◆ **TO DO**: Copy out the lines below word for word, beginning with the line that contains "Where in the photo above can the building cornice" and continuing through the last line. Omit the pictures from your copy.

◆ **WORKING DATA**:
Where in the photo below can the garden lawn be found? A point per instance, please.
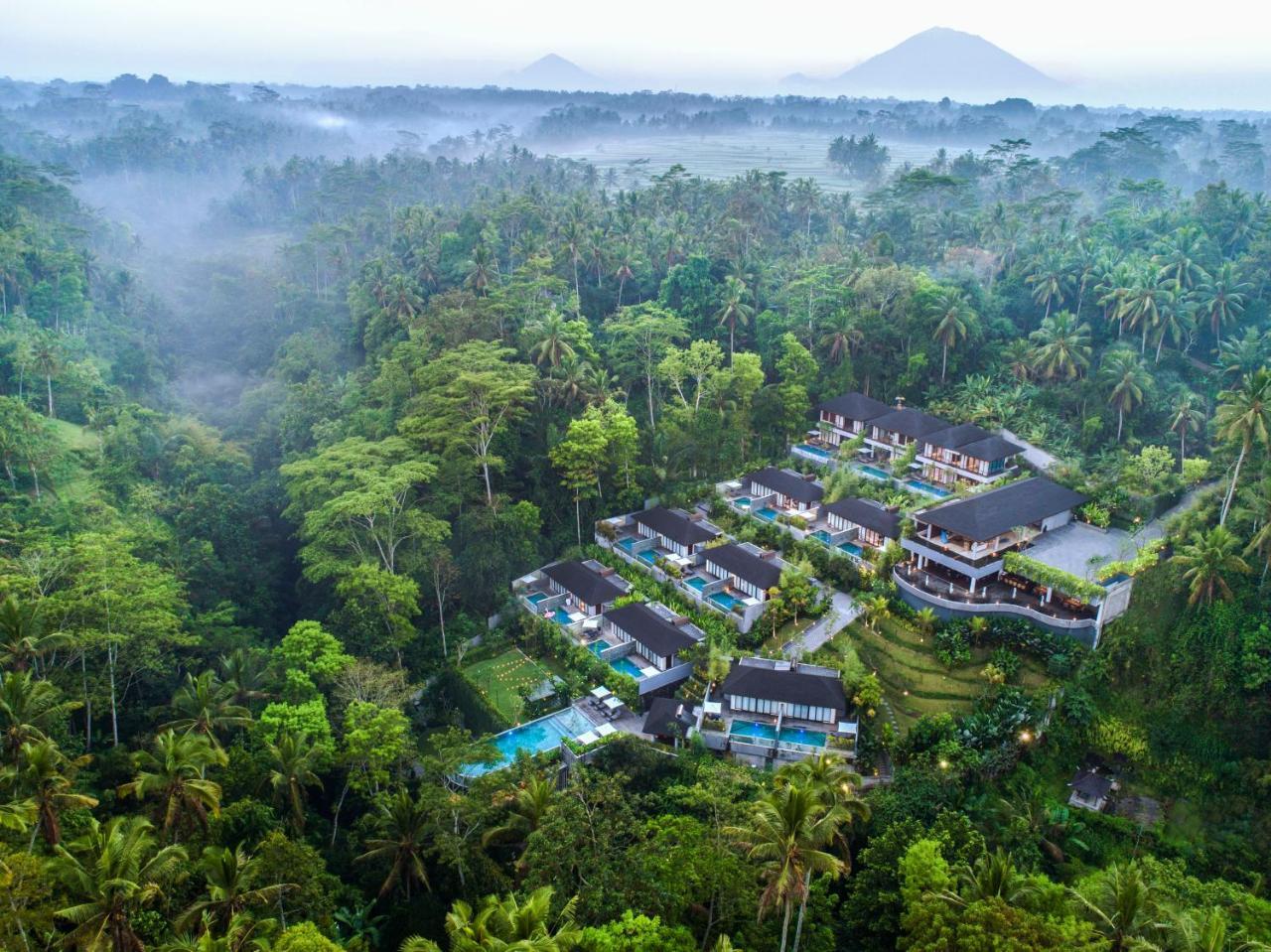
(504, 678)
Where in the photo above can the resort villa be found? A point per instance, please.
(1015, 551)
(779, 711)
(570, 593)
(947, 456)
(645, 642)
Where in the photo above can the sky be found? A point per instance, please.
(1108, 50)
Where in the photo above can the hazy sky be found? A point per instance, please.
(1216, 51)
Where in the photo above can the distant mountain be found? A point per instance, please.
(553, 72)
(942, 62)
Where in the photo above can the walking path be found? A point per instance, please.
(842, 612)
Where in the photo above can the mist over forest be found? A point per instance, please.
(302, 386)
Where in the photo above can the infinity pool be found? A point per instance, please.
(534, 738)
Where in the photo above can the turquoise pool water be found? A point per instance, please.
(926, 488)
(626, 666)
(767, 733)
(535, 738)
(723, 600)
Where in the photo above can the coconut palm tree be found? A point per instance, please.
(1061, 347)
(403, 840)
(734, 309)
(207, 706)
(291, 771)
(173, 773)
(111, 874)
(1186, 417)
(786, 835)
(1206, 561)
(30, 710)
(1126, 379)
(1122, 905)
(1220, 300)
(48, 776)
(230, 888)
(1243, 416)
(954, 321)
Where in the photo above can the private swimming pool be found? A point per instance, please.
(534, 738)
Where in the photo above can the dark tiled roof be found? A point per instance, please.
(1090, 785)
(668, 717)
(789, 484)
(732, 558)
(992, 448)
(790, 687)
(856, 406)
(674, 525)
(582, 583)
(909, 422)
(989, 513)
(956, 436)
(868, 515)
(649, 629)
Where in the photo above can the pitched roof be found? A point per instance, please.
(582, 583)
(908, 421)
(649, 629)
(1090, 784)
(668, 717)
(789, 484)
(992, 448)
(956, 436)
(981, 517)
(675, 526)
(790, 685)
(854, 406)
(868, 515)
(735, 560)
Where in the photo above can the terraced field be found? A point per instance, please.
(723, 155)
(914, 681)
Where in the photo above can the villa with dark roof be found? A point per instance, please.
(1017, 551)
(570, 593)
(947, 456)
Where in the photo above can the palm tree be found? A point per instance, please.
(1186, 417)
(786, 835)
(954, 321)
(552, 344)
(30, 710)
(403, 840)
(526, 808)
(1221, 300)
(1244, 416)
(111, 874)
(230, 888)
(1128, 380)
(734, 309)
(1206, 561)
(291, 771)
(205, 706)
(1122, 906)
(1061, 347)
(175, 774)
(49, 776)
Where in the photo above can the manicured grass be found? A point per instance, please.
(503, 678)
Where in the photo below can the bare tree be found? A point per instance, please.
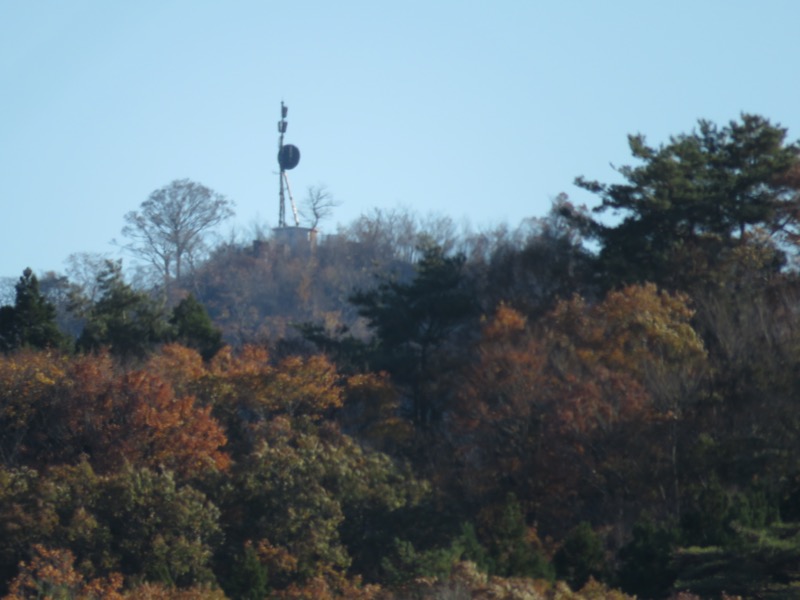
(318, 205)
(170, 227)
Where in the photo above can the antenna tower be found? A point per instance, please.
(288, 158)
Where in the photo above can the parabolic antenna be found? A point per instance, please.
(288, 157)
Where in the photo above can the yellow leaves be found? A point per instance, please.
(636, 329)
(51, 574)
(504, 322)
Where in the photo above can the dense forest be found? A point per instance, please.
(590, 404)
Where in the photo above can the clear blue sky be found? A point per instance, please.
(482, 111)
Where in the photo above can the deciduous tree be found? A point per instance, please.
(170, 227)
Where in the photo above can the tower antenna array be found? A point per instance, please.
(288, 158)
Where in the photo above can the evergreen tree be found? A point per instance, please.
(413, 321)
(31, 322)
(128, 322)
(694, 200)
(193, 328)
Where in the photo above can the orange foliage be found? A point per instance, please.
(51, 574)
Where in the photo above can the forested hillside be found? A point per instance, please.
(589, 404)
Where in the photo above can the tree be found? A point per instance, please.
(318, 205)
(694, 199)
(193, 328)
(412, 321)
(31, 322)
(124, 320)
(169, 228)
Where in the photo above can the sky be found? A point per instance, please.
(481, 111)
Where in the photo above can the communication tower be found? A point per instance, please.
(288, 158)
(296, 238)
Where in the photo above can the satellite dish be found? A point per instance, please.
(288, 157)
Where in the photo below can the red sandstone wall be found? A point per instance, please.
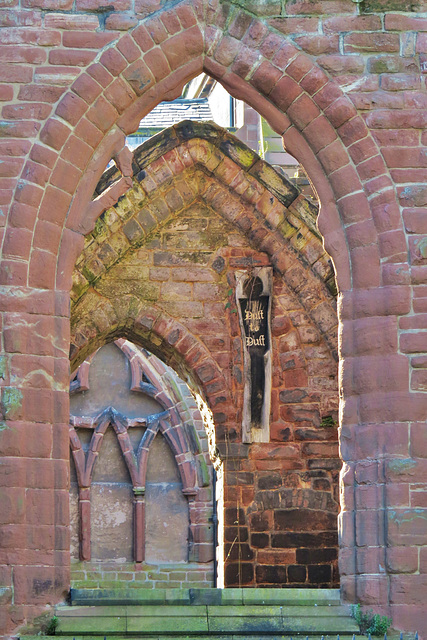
(353, 89)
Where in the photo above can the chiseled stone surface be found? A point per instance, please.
(344, 83)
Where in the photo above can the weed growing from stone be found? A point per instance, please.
(371, 623)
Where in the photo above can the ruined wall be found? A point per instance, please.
(175, 545)
(344, 83)
(164, 246)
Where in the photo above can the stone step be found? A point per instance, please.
(294, 636)
(200, 620)
(259, 596)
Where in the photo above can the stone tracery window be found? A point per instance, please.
(139, 466)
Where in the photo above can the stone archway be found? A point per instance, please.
(161, 267)
(375, 375)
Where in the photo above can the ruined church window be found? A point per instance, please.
(135, 474)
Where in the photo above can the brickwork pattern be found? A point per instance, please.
(345, 86)
(177, 248)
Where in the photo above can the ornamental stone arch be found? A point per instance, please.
(359, 218)
(157, 268)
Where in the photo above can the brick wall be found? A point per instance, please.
(344, 83)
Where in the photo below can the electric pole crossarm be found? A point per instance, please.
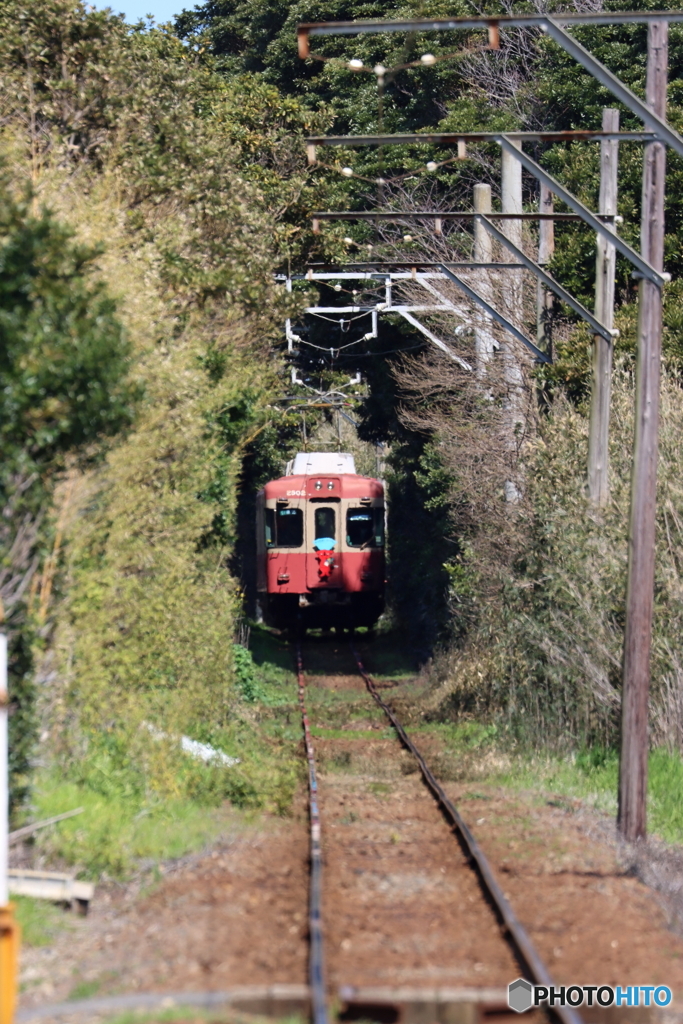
(483, 22)
(451, 138)
(655, 124)
(643, 267)
(548, 281)
(476, 298)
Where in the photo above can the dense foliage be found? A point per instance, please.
(515, 590)
(136, 298)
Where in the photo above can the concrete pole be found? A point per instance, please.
(511, 195)
(483, 253)
(605, 267)
(4, 773)
(640, 586)
(511, 202)
(9, 934)
(544, 297)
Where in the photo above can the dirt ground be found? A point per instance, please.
(236, 915)
(401, 906)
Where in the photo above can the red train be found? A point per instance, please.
(319, 543)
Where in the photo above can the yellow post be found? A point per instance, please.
(9, 955)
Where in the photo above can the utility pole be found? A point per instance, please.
(8, 929)
(544, 297)
(483, 253)
(639, 600)
(511, 202)
(605, 268)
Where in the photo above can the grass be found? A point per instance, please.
(117, 833)
(197, 1015)
(590, 775)
(40, 922)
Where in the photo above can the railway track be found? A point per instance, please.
(526, 956)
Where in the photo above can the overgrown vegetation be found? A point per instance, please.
(137, 301)
(151, 184)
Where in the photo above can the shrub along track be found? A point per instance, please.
(401, 903)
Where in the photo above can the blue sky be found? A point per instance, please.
(163, 10)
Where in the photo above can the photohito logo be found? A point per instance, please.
(522, 995)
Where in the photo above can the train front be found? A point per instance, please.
(321, 545)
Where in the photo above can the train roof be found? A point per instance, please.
(330, 485)
(321, 464)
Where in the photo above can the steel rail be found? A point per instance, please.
(316, 952)
(516, 931)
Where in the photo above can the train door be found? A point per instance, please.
(324, 535)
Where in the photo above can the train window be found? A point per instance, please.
(365, 527)
(284, 527)
(326, 531)
(269, 527)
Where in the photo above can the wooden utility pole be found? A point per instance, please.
(605, 267)
(483, 253)
(544, 297)
(640, 587)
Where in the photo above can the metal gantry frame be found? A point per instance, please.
(442, 272)
(648, 266)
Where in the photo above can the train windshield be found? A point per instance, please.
(326, 530)
(284, 527)
(365, 527)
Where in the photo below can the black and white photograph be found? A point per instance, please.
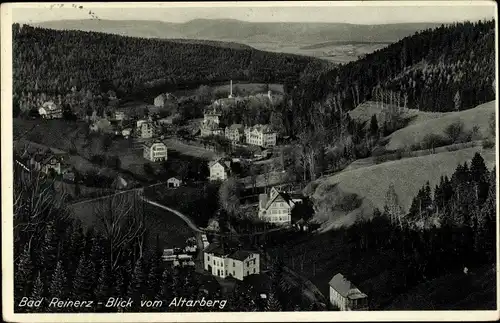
(249, 161)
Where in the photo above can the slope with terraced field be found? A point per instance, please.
(342, 198)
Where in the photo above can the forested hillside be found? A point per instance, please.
(53, 62)
(444, 69)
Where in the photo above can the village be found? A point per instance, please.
(151, 134)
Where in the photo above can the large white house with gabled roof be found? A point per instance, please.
(224, 262)
(346, 296)
(277, 206)
(219, 169)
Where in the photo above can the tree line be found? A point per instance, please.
(54, 62)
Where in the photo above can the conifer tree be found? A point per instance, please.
(167, 289)
(37, 292)
(58, 286)
(24, 273)
(83, 280)
(155, 276)
(138, 280)
(48, 252)
(273, 305)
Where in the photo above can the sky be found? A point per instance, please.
(346, 12)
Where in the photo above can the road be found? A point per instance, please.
(308, 288)
(179, 214)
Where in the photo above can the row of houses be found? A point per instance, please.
(237, 263)
(258, 135)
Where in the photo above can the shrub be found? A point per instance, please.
(432, 141)
(454, 131)
(488, 144)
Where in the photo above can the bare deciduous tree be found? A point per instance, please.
(122, 218)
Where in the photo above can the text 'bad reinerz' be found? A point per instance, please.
(118, 302)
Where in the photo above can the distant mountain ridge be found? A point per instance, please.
(245, 32)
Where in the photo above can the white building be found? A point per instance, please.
(146, 129)
(225, 263)
(126, 132)
(277, 207)
(346, 296)
(119, 115)
(219, 170)
(155, 151)
(235, 133)
(260, 135)
(174, 182)
(161, 99)
(49, 110)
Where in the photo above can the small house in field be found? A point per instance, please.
(49, 110)
(126, 132)
(346, 296)
(155, 151)
(173, 182)
(277, 206)
(235, 133)
(224, 262)
(164, 98)
(119, 115)
(219, 169)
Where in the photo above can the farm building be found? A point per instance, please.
(219, 169)
(174, 182)
(146, 129)
(235, 133)
(346, 296)
(45, 161)
(260, 135)
(155, 151)
(49, 110)
(126, 132)
(119, 115)
(277, 207)
(224, 263)
(163, 99)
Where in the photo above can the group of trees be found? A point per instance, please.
(455, 222)
(415, 72)
(54, 61)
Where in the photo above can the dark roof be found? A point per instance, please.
(150, 143)
(240, 255)
(345, 288)
(216, 249)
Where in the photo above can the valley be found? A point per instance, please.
(279, 166)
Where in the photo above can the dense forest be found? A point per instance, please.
(448, 228)
(444, 69)
(54, 62)
(450, 68)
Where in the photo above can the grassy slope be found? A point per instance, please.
(415, 132)
(455, 291)
(370, 183)
(169, 228)
(423, 123)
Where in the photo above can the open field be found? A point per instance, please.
(169, 228)
(455, 291)
(381, 275)
(331, 51)
(189, 150)
(423, 123)
(414, 133)
(366, 110)
(342, 198)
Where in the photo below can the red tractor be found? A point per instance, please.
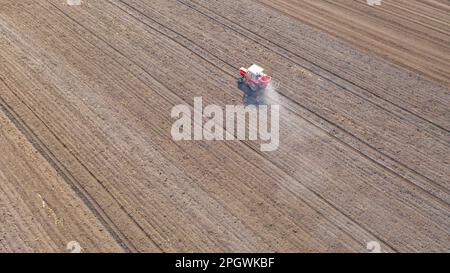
(254, 78)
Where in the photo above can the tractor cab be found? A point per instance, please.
(254, 77)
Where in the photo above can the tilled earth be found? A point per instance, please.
(86, 152)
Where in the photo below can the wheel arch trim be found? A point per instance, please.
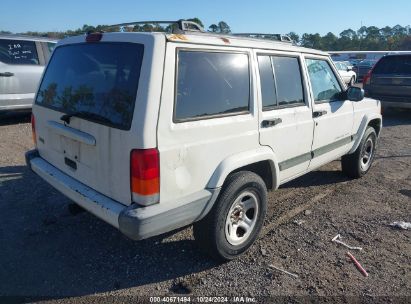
(236, 161)
(365, 122)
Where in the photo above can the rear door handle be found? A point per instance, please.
(319, 113)
(271, 122)
(6, 74)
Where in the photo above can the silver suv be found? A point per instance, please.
(22, 61)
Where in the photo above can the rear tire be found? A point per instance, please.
(357, 164)
(236, 218)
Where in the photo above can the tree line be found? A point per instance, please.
(369, 38)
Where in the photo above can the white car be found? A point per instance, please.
(154, 131)
(22, 61)
(347, 74)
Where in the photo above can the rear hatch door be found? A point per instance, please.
(84, 111)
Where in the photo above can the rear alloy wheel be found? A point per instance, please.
(357, 164)
(235, 220)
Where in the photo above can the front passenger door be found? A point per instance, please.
(332, 113)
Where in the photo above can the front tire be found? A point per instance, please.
(236, 218)
(357, 164)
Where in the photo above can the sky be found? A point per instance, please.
(300, 16)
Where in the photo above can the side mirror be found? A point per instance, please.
(355, 94)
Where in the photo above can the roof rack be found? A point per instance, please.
(176, 27)
(277, 37)
(183, 26)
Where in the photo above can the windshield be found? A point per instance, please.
(96, 78)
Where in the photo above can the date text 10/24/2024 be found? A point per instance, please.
(202, 299)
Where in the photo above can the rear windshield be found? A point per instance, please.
(96, 78)
(394, 65)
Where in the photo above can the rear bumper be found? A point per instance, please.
(16, 102)
(134, 221)
(394, 102)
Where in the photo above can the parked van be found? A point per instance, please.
(22, 61)
(390, 81)
(155, 131)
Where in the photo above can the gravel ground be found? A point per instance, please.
(47, 252)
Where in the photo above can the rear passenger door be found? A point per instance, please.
(207, 115)
(332, 113)
(286, 123)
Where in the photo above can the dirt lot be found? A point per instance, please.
(47, 252)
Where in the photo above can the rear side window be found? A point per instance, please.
(99, 79)
(268, 93)
(211, 84)
(324, 83)
(281, 81)
(394, 65)
(18, 52)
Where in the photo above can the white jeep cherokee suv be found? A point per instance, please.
(153, 131)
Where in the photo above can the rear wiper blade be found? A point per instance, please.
(87, 115)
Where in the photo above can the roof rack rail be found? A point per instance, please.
(180, 26)
(277, 37)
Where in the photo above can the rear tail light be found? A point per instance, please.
(33, 129)
(145, 176)
(94, 37)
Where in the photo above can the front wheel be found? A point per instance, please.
(235, 220)
(357, 164)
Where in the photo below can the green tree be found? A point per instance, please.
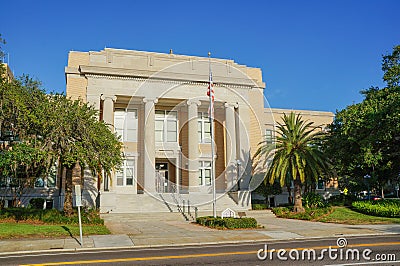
(365, 137)
(266, 189)
(296, 154)
(73, 134)
(51, 128)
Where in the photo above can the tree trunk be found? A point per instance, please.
(68, 192)
(298, 203)
(290, 198)
(72, 176)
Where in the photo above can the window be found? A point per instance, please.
(125, 124)
(126, 174)
(269, 136)
(204, 128)
(321, 184)
(166, 126)
(205, 173)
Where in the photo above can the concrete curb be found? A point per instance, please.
(194, 244)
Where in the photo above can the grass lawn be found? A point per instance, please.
(345, 215)
(26, 230)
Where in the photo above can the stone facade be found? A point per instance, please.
(157, 103)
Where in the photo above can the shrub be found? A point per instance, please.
(382, 208)
(309, 214)
(313, 200)
(342, 200)
(228, 223)
(37, 203)
(52, 216)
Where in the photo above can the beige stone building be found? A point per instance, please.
(158, 104)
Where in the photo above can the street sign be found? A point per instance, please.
(78, 203)
(78, 196)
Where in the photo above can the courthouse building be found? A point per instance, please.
(158, 105)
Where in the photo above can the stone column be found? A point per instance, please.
(230, 144)
(193, 145)
(149, 145)
(108, 109)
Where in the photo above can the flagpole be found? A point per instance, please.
(211, 117)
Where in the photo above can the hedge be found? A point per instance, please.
(227, 223)
(382, 208)
(51, 216)
(309, 214)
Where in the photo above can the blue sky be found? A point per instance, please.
(314, 55)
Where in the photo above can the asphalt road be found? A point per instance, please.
(366, 250)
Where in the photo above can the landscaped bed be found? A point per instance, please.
(34, 223)
(343, 215)
(227, 223)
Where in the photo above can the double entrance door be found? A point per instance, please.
(162, 180)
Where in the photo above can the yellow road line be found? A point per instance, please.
(199, 255)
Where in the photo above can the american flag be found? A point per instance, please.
(210, 93)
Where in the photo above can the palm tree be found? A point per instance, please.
(295, 154)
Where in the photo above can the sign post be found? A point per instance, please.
(78, 203)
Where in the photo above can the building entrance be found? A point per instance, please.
(162, 180)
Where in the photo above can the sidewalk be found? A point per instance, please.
(166, 229)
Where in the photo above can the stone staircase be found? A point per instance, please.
(185, 204)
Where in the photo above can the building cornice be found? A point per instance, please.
(154, 76)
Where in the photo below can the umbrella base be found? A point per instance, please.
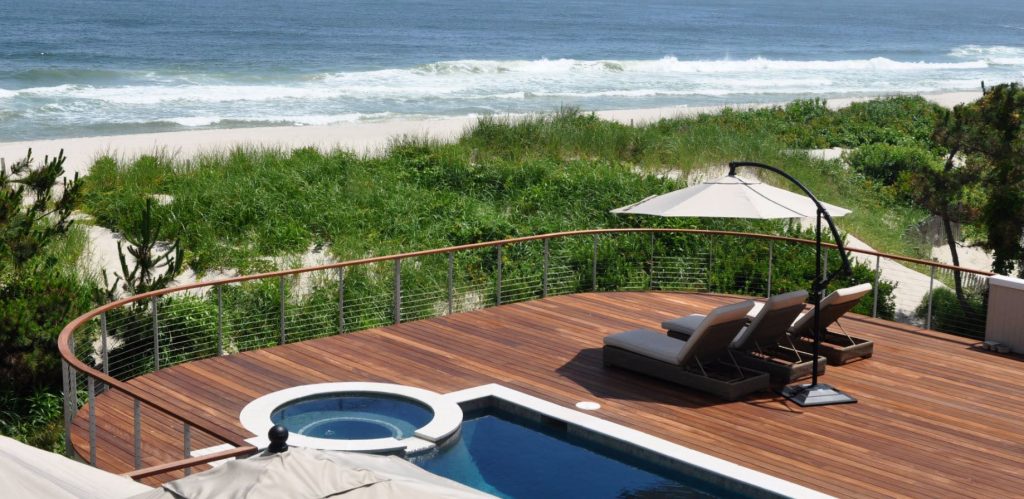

◆ **WRITTEN SOLUTION**:
Where in the photo above can the building cornice be found? A point per instance, please.
(154, 76)
Where in the photo below can the umbrella base be found? A point per instance, please.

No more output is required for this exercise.